■ WORK INSTRUCTIONS: Below are some entries. Repeat exactly the lines from the one with "box: [144, 54, 157, 74]" through the one with "box: [77, 74, 130, 103]", and only those.

■ EXERCISE DATA:
+++
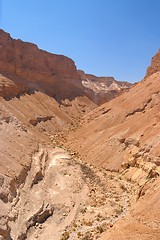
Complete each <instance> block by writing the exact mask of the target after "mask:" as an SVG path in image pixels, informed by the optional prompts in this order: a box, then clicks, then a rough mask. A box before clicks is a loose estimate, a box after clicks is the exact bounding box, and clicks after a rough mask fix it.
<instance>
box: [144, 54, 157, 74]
mask: <svg viewBox="0 0 160 240" xmlns="http://www.w3.org/2000/svg"><path fill="white" fill-rule="evenodd" d="M159 71H160V49H159V50H158V52H157V53H156V54H155V56H154V57H153V58H152V62H151V66H149V67H148V69H147V73H146V76H145V77H149V76H150V75H152V74H153V73H156V72H159Z"/></svg>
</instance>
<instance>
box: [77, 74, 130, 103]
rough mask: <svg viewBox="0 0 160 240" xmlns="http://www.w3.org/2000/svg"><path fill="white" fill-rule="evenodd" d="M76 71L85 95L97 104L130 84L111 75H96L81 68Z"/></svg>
mask: <svg viewBox="0 0 160 240" xmlns="http://www.w3.org/2000/svg"><path fill="white" fill-rule="evenodd" d="M78 73H79V75H80V76H81V78H82V84H83V86H84V88H85V95H86V96H87V97H88V98H90V99H91V100H92V101H94V102H95V103H96V104H98V105H101V104H103V103H105V102H108V101H110V100H111V99H113V98H115V97H117V96H118V95H120V94H121V93H122V92H124V91H126V90H128V89H129V88H130V87H131V86H132V84H131V83H128V82H120V81H116V80H115V79H114V78H113V77H97V76H94V75H91V74H85V73H84V72H83V71H81V70H79V71H78Z"/></svg>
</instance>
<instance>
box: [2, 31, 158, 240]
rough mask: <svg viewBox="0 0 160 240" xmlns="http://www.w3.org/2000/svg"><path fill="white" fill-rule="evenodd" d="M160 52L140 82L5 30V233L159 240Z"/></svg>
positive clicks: (114, 238) (54, 239)
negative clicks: (93, 72)
mask: <svg viewBox="0 0 160 240" xmlns="http://www.w3.org/2000/svg"><path fill="white" fill-rule="evenodd" d="M159 176H160V51H158V53H157V54H156V55H155V56H154V57H153V58H152V62H151V65H150V66H149V67H148V69H147V70H146V75H145V76H144V79H143V80H141V81H139V82H138V83H136V84H131V83H129V82H125V81H124V82H120V81H117V80H116V79H115V78H114V77H112V76H108V77H104V76H102V77H97V76H94V75H92V74H87V73H85V72H84V71H83V70H78V69H77V67H76V65H75V63H74V61H73V60H72V59H70V58H68V57H65V56H63V55H56V54H52V53H48V52H46V51H43V50H41V49H39V48H38V47H37V46H36V45H35V44H33V43H28V42H23V41H22V40H15V39H13V38H12V37H11V36H10V34H9V33H6V32H4V31H3V30H0V239H1V240H25V239H28V240H34V239H38V240H43V239H48V240H67V239H68V240H78V239H81V240H95V239H99V240H150V239H152V240H159V239H160V177H159Z"/></svg>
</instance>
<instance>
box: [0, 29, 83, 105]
mask: <svg viewBox="0 0 160 240" xmlns="http://www.w3.org/2000/svg"><path fill="white" fill-rule="evenodd" d="M0 56H1V57H0V71H3V73H5V74H12V75H13V74H14V75H15V76H16V77H21V81H18V80H17V78H16V77H14V78H12V80H13V81H14V83H15V85H16V86H14V88H12V90H13V92H12V94H11V95H13V96H14V95H15V96H17V93H18V92H25V91H35V90H38V91H42V92H44V93H46V94H48V95H49V96H52V97H54V98H55V99H56V100H58V101H60V100H61V99H65V98H69V99H73V98H75V97H76V96H80V95H82V92H83V86H82V84H81V81H80V77H79V75H78V73H77V70H76V66H75V64H74V62H73V61H72V60H71V59H69V58H67V57H65V56H61V55H56V54H51V53H48V52H46V51H43V50H40V49H39V48H38V47H37V46H36V45H35V44H32V43H26V42H23V41H21V40H14V39H12V38H11V37H10V35H9V34H8V33H6V32H4V31H3V30H0ZM5 88H6V89H7V87H5ZM24 88H25V89H24ZM6 91H9V93H10V92H11V91H10V90H6ZM0 95H1V96H4V89H2V91H1V93H0Z"/></svg>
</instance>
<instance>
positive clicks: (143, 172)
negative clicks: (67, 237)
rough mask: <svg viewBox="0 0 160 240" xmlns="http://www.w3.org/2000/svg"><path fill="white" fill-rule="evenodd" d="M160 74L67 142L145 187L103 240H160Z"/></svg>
mask: <svg viewBox="0 0 160 240" xmlns="http://www.w3.org/2000/svg"><path fill="white" fill-rule="evenodd" d="M157 56H158V55H157ZM157 56H156V59H157ZM154 59H155V58H154ZM156 61H158V60H156ZM157 70H158V69H157ZM157 70H156V72H155V73H150V74H149V75H150V76H149V77H146V78H145V79H144V80H143V81H141V82H139V83H138V84H136V85H135V86H133V87H132V88H131V89H130V90H129V91H128V92H125V93H123V94H122V95H121V96H118V97H117V98H115V99H113V100H112V101H110V102H108V103H105V104H103V105H101V106H100V107H98V108H96V109H95V110H93V111H91V112H90V113H88V114H87V115H86V116H85V117H84V119H83V121H82V124H81V125H82V127H81V128H79V129H77V130H76V131H75V132H74V133H70V136H69V138H68V141H67V143H69V147H70V148H71V149H74V150H75V151H77V152H78V154H80V156H81V158H82V159H83V160H84V161H86V162H89V163H92V164H94V165H96V166H97V167H100V166H103V168H105V169H108V170H109V171H112V172H115V171H116V172H117V171H118V172H120V176H121V178H123V177H125V178H126V179H127V180H128V181H129V182H132V183H133V184H134V185H138V186H139V187H140V190H139V193H138V195H137V203H136V204H135V205H134V206H132V208H131V209H130V210H129V209H128V213H127V214H126V215H123V214H122V216H123V217H120V218H119V219H118V220H117V222H116V223H115V224H113V225H114V226H113V225H111V227H108V229H107V231H106V233H105V234H103V236H102V237H101V238H100V239H102V240H105V239H113V240H117V239H118V240H128V239H134V240H149V239H154V240H158V239H159V234H160V220H159V206H160V189H159V181H160V148H159V146H160V136H159V133H160V124H159V119H160V114H159V113H160V72H159V71H157ZM154 71H155V70H154ZM75 139H76V141H75ZM115 202H116V199H115ZM124 204H125V202H124V203H123V206H124Z"/></svg>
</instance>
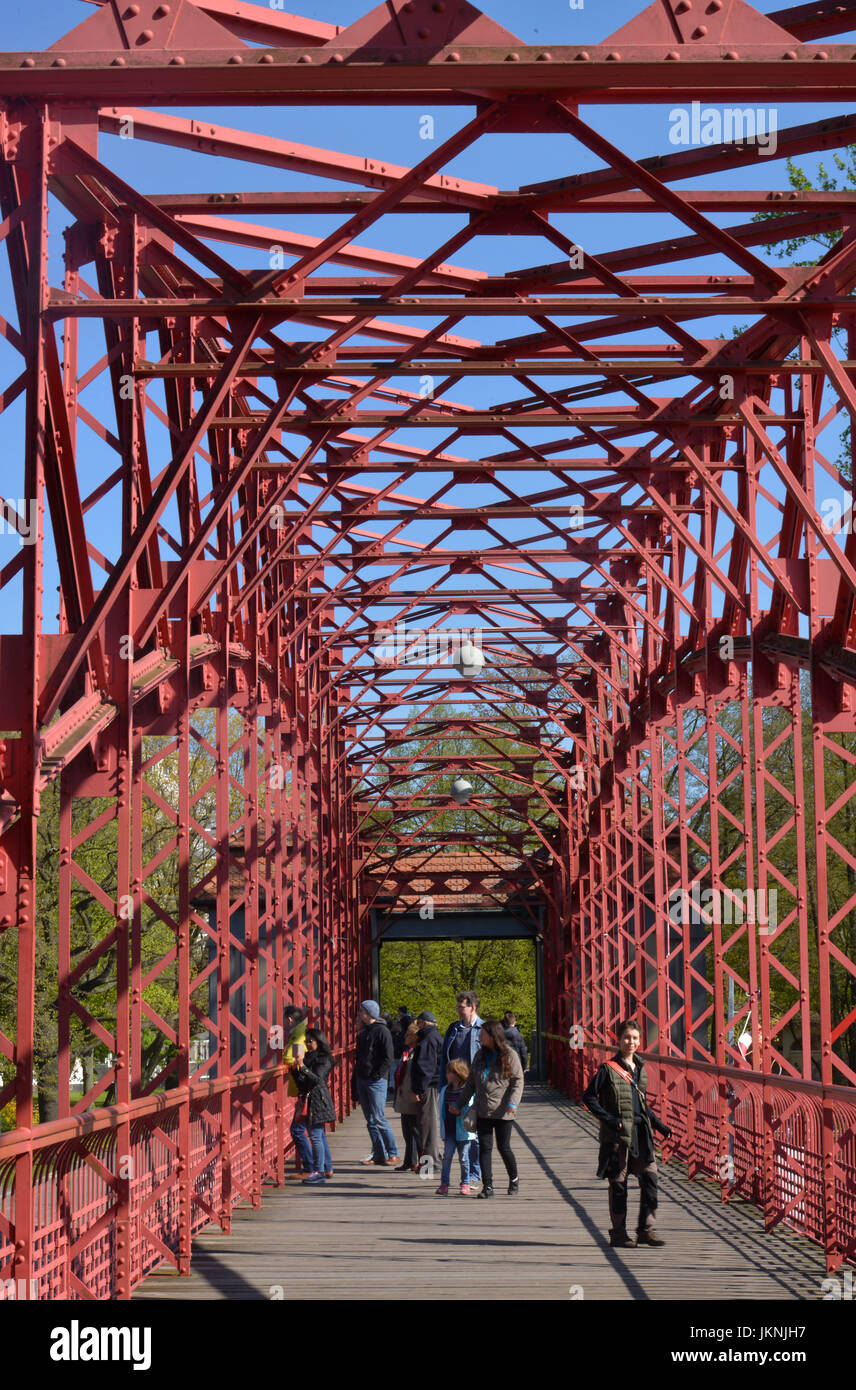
+++
■ ANSWER BELOW:
box: [144, 54, 157, 74]
mask: <svg viewBox="0 0 160 240" xmlns="http://www.w3.org/2000/svg"><path fill="white" fill-rule="evenodd" d="M159 71H160V49H159V50H158V52H157V53H156V54H155V56H154V57H153V58H152V62H151V66H149V67H148V69H147V73H146V76H145V77H149V76H150V75H152V74H153V73H156V72H159Z"/></svg>
</instance>
<instance>
box: [77, 74, 130, 103]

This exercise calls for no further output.